■ WHAT IS ASKED: Repeat each record below exactly as given.

··· DATA LISTING ···

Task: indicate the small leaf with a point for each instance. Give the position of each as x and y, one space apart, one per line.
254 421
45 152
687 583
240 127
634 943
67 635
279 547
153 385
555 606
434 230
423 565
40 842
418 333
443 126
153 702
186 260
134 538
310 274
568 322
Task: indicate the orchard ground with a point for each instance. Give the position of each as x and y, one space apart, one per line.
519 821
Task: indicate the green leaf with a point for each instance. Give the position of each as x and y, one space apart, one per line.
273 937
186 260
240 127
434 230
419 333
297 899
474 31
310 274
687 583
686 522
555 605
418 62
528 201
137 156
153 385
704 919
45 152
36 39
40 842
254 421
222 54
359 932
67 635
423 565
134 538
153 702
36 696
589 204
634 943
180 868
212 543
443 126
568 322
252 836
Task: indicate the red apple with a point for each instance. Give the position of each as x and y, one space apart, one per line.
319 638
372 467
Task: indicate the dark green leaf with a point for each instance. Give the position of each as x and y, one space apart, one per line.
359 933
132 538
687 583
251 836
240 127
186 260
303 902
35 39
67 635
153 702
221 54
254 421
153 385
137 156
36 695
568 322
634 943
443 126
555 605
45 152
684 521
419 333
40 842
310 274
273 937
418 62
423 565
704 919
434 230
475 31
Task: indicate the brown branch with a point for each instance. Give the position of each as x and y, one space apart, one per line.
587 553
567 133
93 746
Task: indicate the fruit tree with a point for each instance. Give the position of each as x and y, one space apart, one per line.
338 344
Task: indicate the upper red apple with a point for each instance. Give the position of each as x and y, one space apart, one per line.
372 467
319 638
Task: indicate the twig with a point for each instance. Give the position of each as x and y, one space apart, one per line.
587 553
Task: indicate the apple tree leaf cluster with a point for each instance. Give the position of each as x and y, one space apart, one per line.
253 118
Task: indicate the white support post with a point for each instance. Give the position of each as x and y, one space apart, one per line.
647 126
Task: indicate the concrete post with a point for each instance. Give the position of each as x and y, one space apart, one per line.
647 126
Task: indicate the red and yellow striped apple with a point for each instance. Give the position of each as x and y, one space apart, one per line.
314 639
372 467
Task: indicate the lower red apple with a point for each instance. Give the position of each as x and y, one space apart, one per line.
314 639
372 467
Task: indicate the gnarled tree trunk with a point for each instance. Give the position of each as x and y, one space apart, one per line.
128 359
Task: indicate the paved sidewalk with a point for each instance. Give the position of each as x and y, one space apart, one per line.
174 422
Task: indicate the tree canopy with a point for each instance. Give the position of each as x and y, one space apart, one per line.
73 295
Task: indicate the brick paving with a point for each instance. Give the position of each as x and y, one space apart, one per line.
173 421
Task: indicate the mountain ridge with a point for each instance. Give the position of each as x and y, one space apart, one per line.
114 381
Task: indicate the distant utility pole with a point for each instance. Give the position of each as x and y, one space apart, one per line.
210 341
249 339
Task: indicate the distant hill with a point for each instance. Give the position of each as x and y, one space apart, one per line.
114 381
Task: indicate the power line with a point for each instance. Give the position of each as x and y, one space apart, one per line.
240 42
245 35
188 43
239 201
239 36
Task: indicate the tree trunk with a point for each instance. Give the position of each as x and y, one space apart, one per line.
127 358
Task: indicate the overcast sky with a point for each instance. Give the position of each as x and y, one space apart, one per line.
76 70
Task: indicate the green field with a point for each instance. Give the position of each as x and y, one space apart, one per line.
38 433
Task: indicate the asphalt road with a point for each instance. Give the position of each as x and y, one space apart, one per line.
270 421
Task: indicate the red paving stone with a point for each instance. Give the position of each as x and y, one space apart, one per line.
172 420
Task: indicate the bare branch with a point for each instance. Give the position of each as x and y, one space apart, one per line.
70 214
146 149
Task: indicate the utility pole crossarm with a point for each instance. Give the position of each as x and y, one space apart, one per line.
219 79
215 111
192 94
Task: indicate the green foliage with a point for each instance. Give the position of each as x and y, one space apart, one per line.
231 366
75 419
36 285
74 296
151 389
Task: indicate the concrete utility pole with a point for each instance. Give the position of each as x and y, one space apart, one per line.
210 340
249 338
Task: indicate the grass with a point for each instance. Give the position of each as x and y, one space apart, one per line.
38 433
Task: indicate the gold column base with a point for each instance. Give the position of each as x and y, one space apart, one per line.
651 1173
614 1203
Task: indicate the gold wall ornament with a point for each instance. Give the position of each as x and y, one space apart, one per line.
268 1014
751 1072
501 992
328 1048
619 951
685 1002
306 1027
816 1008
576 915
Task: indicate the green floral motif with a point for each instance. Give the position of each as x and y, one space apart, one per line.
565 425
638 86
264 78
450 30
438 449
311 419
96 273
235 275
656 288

···

■ TASK OUTPUT:
Task: indicate the small leaf with a point for each instance. Give the position of each as x and y, one space apart, one per line.
254 421
45 152
687 583
240 127
634 943
67 635
279 547
153 385
555 606
434 230
423 565
40 842
418 333
443 126
153 702
186 260
134 538
310 274
568 322
Task: indicate the orchard ground with a point for each instance. Give the position of each as x and y, one space apart, one per line.
519 821
Task: indicate the green leaf with a point for each instance. Give the position of each as x and y, one space apart, one per line.
273 937
186 260
240 127
434 230
419 333
297 899
474 31
310 274
687 583
686 522
555 605
418 62
528 201
137 156
153 385
704 919
45 152
36 39
40 842
254 421
222 54
359 932
67 635
423 565
134 538
153 702
36 696
589 204
634 943
180 868
212 543
443 126
568 322
252 836
Task: indicate the red apple with a point for each instance. Give the position of each as x and y, one space apart, one per line.
319 638
372 467
Task: indicate the dark green leaf with a point for each instance. Give the position of each as x and y, one space apart, one per line.
359 933
132 538
687 583
251 836
240 127
186 260
303 902
35 39
67 635
153 702
221 54
254 421
153 385
137 156
36 695
568 322
634 943
443 126
555 605
45 152
684 521
419 333
40 842
310 274
273 937
418 62
423 565
704 919
434 230
475 31
Task: indicate the brown branch with a point for each instance. Give the position of each as x and y, one space apart, one per line.
587 553
567 133
93 746
Task: indicate the fruit tree with a point for each instance. Give the position of each as x and y, one space apart, one per line.
338 344
Task: indicate the upper red apple with a point for each instance. Give the position of each as x and y, one space apart, one per line.
372 467
319 638
Task: indicate the twig with a point for each instance. Give the position of each as x and y, one space apart, one per line.
587 553
Task: indicate the apple tree leaf cluster with a point for each instance. Give the position of each as x and y, one space apart, one per line.
253 118
Task: indicate the white support post with a point for each instance. Give the position of each as x and y, one space apart, one per line.
647 126
Task: indicate the concrete post with a point for each instance. Give the position of each as x and y, one space apart, one per line.
647 126
Task: indicate the red and yellow striped apple with a point for each instance. Give the position of each as x and y, one space apart, one per line.
314 639
372 467
Task: indicate the lower red apple with a point for each instance. Give the position of each as x and y, one space apart, one per line.
314 639
372 467
Task: indicate the gnarled tree trunk with a point for each instance. Give the position of each as x and y, one space apart, one per line.
128 359
Task: indicate the paved sidewalk with a point for each instance. Give the position of each as x and y, one space apart, one per line.
174 422
Task: indicate the tree canopy with a point for each instance. Give the position of each as x and y, one space apart, one per line.
73 295
Task: indicate the brick paving with a point for each instance. Give the position of each as x and y, one space apart, one per line.
173 421
Task: indicate the mountain ridge with a point for each instance. Give the position of each as x and y, one space apart, one per line.
114 381
Task: indicate the distant utility pole with a point for each instance. Give the position of each as x and y, one space apart, one per line.
210 341
249 339
Task: indicate the distant hill with a point for each instance. Give the position of each as x and y, one space apart, one per line.
114 381
Task: indicate the power line with a point for each instance. Give the position of each as x and y, one space apart, one per line.
240 42
245 35
188 43
239 201
239 36
Task: indicate the tree trunk with a point for each instance. Give the position of each as x and y, one space apart, one per line.
127 358
Task: indicate the overcast sky with a point for each instance. Give the position of each as x and y, one space apart, one per line.
76 70
Task: indicate the green field with a point for each instance. Give the position of each as x and y, one space apart, one per line.
38 433
Task: indicate the asphalt road with a point for each instance. Give the position of each as x and y, one space apart, one per line.
270 421
Task: indicate the red paving stone with a point for each instance. Give the position of each as x and y, one space apart, one per line.
172 420
Task: indicate the bare branch with a point for each instance. Give the position of each as x and y, one space apart, one per line.
70 214
146 149
Task: indicate the utility pole crossarm with a point for each instance. Give the position of each as x and y, one space apart, one per line.
219 79
215 111
192 94
Task: indicate the green foliage with a point for each instance. Give the position of each as x and y, one space apart, one per line.
231 366
75 419
36 285
74 296
151 389
Task: indicate the concrete utility pole with a point for each instance. Give the position of each as x and y, one space apart, one per line.
210 340
249 338
Task: indicate the grass with a point for each instance. Give the position of each as x and y, one space apart, one per line.
38 433
Task: indicate the gold column base with a point for each instance. Give the position of each as x and y, one space apart, one per line.
651 1173
614 1203
Task: indicate the gold wall ornament with a point for each instance. Give the position of each as x and y, one space apart, one per line.
268 1014
751 1072
501 992
328 1048
619 951
685 1002
306 1027
816 1008
576 915
Task: indicate the green floral motif with a point for each instance. Give the position of each as x and y, one space apart, one per line.
565 425
638 86
264 78
450 30
438 449
311 419
96 273
235 275
656 288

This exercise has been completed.